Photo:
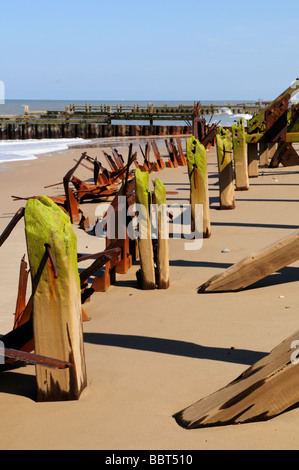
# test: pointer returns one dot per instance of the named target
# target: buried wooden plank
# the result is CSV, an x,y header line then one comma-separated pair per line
x,y
57,314
262,392
256,266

● ● ●

**What is expected:**
Every entry above should be duplicated exactly. Do not include the images.

**Reply to the exercise:**
Photo:
# test: pointer returns one dot per instance of the named target
# target: buried wooden plank
# the result is CSV, an x,y header line then one comma-separated pair per line
x,y
57,314
262,392
256,266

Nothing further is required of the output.